* **WHAT THE EXERCISE ASKS**: Put the listing from the line with "job: provide the outline of every instance of the stainless" through the end of the listing, both included, into a two-column CSV with columns query_text and traced_result. Make one row for each job, with its text and its traced answer each in a single quoted field and line breaks replaced by spaces.

-.-.-

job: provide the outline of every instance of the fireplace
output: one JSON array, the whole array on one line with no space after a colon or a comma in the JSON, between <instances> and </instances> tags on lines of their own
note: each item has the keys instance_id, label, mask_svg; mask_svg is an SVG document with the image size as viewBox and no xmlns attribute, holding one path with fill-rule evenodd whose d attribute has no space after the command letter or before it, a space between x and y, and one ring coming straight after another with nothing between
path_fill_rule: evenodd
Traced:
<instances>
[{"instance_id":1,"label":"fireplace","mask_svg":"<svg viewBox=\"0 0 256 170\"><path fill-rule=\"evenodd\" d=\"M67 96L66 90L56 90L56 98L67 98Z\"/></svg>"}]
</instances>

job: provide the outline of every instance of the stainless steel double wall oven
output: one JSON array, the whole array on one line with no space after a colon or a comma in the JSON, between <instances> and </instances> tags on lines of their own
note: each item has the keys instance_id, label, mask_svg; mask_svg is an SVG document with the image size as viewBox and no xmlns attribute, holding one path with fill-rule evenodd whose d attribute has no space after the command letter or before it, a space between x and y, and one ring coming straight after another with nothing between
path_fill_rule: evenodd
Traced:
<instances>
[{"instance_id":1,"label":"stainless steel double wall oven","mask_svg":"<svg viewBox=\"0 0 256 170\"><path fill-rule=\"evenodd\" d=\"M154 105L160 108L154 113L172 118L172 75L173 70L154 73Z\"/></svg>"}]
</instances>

-.-.-

* **EXPECTED OUTPUT**:
query_text,traced_result
"job: provide the outline of every instance of the stainless steel double wall oven output: one JSON array, the whole array on one line with no space after a colon or a comma in the JSON, between <instances> and </instances> tags on lines of their own note: each item has the keys instance_id, label, mask_svg; mask_svg is an SVG document with the image size as viewBox and no xmlns attribute, holding one path with fill-rule evenodd whose d attribute has no space after the command letter or before it, a space between x and y, and one ring coming straight after another with nothing between path_fill_rule: evenodd Traced:","<instances> [{""instance_id"":1,""label"":""stainless steel double wall oven"",""mask_svg"":""<svg viewBox=\""0 0 256 170\""><path fill-rule=\""evenodd\"" d=\""M154 105L160 108L154 113L172 118L172 75L173 70L154 73Z\""/></svg>""}] </instances>"